# What the task asks:
Output the data in full. Keep every entry exactly as written.
---+---
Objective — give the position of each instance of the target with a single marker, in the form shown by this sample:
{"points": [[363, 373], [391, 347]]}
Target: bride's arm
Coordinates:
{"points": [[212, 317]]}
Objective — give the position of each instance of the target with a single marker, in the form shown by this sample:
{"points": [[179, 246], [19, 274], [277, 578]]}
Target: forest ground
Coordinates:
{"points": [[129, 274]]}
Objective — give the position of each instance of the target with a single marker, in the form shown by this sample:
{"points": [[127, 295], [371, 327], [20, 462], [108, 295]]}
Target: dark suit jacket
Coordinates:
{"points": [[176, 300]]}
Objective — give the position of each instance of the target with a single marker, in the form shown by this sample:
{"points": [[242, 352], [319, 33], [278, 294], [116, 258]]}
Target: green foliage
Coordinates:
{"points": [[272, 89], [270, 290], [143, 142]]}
---+---
# Answer for this exercise:
Objective — give the position of each instance of the target with a single marker, in the form shown by this sample:
{"points": [[363, 373], [391, 347]]}
Target: bride's arm
Coordinates:
{"points": [[212, 317]]}
Objective — give the position of each instance of the target with a single marker, in the form shown by this sample:
{"points": [[179, 246], [19, 274], [277, 578]]}
Target: forest ground
Coordinates:
{"points": [[129, 274]]}
Objective — give the position of each instance of the target with a single marker, in the form shown by this sample:
{"points": [[127, 295], [371, 327], [20, 462], [108, 295]]}
Target: dark suit jacket
Coordinates:
{"points": [[176, 300]]}
Objective — give the position of each instance of the target with a single marker, in the form shown by this sample:
{"points": [[242, 352], [319, 33], [278, 294], [116, 258]]}
Target: green foliage
Coordinates:
{"points": [[272, 89], [270, 290], [143, 142]]}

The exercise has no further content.